- WHAT IS ASKED:
Output each entry exactly; skip nothing.

□ □ □ □ □

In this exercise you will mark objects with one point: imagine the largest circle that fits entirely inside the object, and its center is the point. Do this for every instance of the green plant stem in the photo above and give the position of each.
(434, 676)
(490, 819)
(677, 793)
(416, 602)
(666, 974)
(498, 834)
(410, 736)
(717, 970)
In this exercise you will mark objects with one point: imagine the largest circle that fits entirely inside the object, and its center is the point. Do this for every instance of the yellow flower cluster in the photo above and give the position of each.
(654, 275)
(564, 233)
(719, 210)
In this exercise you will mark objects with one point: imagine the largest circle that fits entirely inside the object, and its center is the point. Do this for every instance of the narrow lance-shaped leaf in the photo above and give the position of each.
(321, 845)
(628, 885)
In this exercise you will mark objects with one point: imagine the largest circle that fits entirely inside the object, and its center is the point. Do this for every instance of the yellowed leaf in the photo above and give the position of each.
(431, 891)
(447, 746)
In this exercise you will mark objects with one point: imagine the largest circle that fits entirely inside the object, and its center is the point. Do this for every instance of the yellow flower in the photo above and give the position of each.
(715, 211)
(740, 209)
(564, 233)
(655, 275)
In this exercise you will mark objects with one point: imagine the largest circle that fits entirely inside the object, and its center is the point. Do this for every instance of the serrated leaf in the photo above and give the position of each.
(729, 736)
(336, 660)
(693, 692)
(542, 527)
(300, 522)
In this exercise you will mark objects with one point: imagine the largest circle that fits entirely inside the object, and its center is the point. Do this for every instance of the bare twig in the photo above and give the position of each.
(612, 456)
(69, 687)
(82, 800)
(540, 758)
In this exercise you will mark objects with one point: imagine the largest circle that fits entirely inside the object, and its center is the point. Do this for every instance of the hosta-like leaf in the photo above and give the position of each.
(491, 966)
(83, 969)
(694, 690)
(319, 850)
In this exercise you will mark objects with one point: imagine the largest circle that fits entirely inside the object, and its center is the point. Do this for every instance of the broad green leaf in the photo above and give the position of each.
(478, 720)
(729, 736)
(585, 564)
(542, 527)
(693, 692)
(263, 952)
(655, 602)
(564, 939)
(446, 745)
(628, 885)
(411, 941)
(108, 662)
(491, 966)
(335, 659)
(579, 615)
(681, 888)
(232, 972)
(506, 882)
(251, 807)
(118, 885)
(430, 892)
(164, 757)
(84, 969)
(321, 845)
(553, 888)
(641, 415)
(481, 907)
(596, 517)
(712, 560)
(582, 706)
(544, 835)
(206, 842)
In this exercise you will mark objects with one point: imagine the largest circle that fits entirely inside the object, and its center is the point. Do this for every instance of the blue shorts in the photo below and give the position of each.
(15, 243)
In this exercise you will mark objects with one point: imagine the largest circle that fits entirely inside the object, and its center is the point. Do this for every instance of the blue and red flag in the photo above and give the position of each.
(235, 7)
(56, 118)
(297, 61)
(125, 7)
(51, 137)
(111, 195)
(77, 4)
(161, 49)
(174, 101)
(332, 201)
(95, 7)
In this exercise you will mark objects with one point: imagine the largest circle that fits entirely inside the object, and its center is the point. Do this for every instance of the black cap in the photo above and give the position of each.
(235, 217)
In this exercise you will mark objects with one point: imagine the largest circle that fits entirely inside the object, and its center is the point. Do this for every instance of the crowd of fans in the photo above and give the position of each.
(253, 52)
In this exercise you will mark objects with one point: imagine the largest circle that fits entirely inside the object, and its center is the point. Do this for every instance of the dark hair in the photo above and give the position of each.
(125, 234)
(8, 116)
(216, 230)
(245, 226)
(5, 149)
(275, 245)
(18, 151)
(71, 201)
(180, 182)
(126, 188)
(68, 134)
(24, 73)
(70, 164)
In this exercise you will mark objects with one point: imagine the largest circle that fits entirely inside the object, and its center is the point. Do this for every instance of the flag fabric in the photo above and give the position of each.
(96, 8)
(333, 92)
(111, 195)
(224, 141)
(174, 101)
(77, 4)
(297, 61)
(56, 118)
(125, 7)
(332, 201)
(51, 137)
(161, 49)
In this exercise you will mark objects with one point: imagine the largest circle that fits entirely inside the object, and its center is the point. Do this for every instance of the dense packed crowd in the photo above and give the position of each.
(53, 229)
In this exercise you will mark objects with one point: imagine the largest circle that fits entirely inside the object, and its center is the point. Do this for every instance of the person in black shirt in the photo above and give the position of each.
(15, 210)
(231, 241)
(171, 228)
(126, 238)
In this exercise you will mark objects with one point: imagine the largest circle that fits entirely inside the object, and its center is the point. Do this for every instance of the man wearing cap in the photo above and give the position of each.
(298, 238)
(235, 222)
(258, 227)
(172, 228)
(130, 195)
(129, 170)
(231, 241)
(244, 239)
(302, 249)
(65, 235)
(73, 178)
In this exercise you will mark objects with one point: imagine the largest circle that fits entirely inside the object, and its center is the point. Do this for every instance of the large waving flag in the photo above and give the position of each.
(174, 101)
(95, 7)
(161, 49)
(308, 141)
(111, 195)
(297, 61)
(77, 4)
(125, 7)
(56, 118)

□ □ □ □ □

- ANSWER TO THE TASK:
In this exercise you will mark objects with one point: imagine the largest circle that fits entirely inside the object, and its center is the point. Do this for every instance of the green plant stem in the photo above and give the position of each.
(434, 676)
(490, 819)
(677, 793)
(416, 602)
(666, 974)
(498, 834)
(410, 736)
(717, 970)
In this exercise you will mark objects with one point: imagine the largest circle that fits entirely inside the object, and its center is the point. Do this for every instance of the yellow flower cluster in the photo above and give the position of each.
(654, 275)
(564, 233)
(719, 210)
In this exercise you will mark objects with one point: imagine the largest circle that fits entirely inside the object, and its center is the point. Do this for every instance of the narrow lance-shaped leaf in the photo above and give the position of each.
(321, 845)
(628, 885)
In this exercise you will mark objects with one point: imagine the largest circle that fits entirely inside the object, and its center is the point. Do this for every instance of the yellowed leaf in the photo above and give the position of each.
(431, 891)
(447, 746)
In this exercise you will mark objects with one point: imagine the largest circle that fits entirely inside the object, and its center is the point. Do this for every instance of the yellow flower in the photo above and give the position of each.
(715, 211)
(740, 209)
(564, 233)
(655, 275)
In this exercise you will mark objects with one point: imagine the largest circle that fits entirely inside the object, and its center is the point. Do this for every instance of the serrated leaf in the photo above and give the position of each.
(729, 736)
(336, 660)
(693, 692)
(542, 527)
(300, 522)
In this exercise you will mark objects with one point: imagine the largest circle that fits entirely inside the object, and its center is the point. Do this for every instance of the bare twig in the photo above and give the position of each.
(612, 456)
(69, 687)
(82, 800)
(540, 758)
In this exercise you will mark objects with one point: imagine the largest circle that fits entirely inside the object, and its center is the point. Do this for every instance of the hosta-like leaf in the photo above and give the position of each.
(491, 966)
(83, 969)
(694, 690)
(319, 850)
In this exercise you will mark objects with one point: imagine the largest circle that fits entirely inside the object, and its center is the point. Do this for every instance of the broad green leaf in the photo above and give the position of each.
(478, 720)
(729, 736)
(585, 564)
(542, 527)
(693, 692)
(263, 952)
(655, 602)
(564, 939)
(446, 745)
(628, 885)
(411, 941)
(108, 662)
(491, 966)
(335, 659)
(579, 615)
(681, 888)
(232, 972)
(506, 882)
(251, 807)
(118, 885)
(430, 892)
(164, 757)
(84, 969)
(321, 845)
(553, 888)
(641, 415)
(481, 907)
(596, 517)
(712, 560)
(582, 706)
(544, 835)
(206, 842)
In this exercise you will mark objects with one point: imagine the largest circle that fits entirely inside the object, and its center is the point. Do this for every instance of the blue shorts in the photo below and give the position of each.
(15, 243)
In this exercise you will mark objects with one point: imagine the largest circle that fits entirely inside the object, and its center is the point. Do this for every instance of the blue and red flag in the photo above and give the position of each.
(235, 7)
(56, 118)
(297, 61)
(125, 7)
(51, 137)
(111, 195)
(77, 4)
(161, 49)
(174, 101)
(332, 201)
(95, 7)
In this exercise you will mark objects with one point: imagine the largest circle that fits entirely inside the object, and its center is the point. Do this for every instance of the black cap in the photo above and give the position of each.
(235, 217)
In this exercise you will mark objects with one point: imagine the largest circle that fits entirely inside the object, and its center is the point. Do this for every instance of the crowd of fans in the photo above and give the position of each.
(253, 52)
In this exercise you will mark objects with one point: imagine the largest circle that fits entirely inside the object, and its center is the point. Do this for every instance of the dark hair in the photo above and give the position of each.
(125, 234)
(8, 116)
(216, 230)
(245, 226)
(5, 149)
(275, 245)
(18, 151)
(71, 201)
(180, 182)
(126, 188)
(68, 134)
(24, 73)
(70, 164)
In this exercise you will mark objects with one point: imagine the largest circle that fits entirely inside the object, and its center is the point. Do this for every instance of the flag fabric in the photo above and give the position of each.
(96, 8)
(333, 92)
(111, 195)
(224, 141)
(174, 101)
(77, 4)
(297, 61)
(56, 118)
(125, 7)
(332, 201)
(51, 137)
(161, 49)
In this exercise you will mark objects with one point: imagine the largest circle that fits entirely inside the object, and its center is the point. Do this for every instance of the dense packed crowd in the photo above and give the position of each.
(53, 229)
In this exercise you will mark objects with one point: imagine the largest circle that fits entirely inside the object, and its center is the point. Do this for every instance of the person in black shirt in the photo above and give the position of each.
(15, 210)
(231, 241)
(171, 228)
(126, 238)
In this exercise you will mark objects with one point: imagine the largest circle that fits entirely inside the object, and its center is the point. Do this for every instance of the man wearing cap in the photo above and give the position of each.
(298, 238)
(235, 222)
(258, 227)
(172, 228)
(130, 195)
(129, 170)
(231, 241)
(244, 239)
(302, 249)
(65, 235)
(73, 178)
In this exercise you will mark objects with one point: imagine the largest circle that fits entirely inside the object, and its center is the point. Do this for every instance of the large waving flag in the photo above and give the position of each.
(174, 101)
(95, 7)
(161, 49)
(308, 141)
(111, 195)
(297, 61)
(77, 4)
(125, 7)
(56, 118)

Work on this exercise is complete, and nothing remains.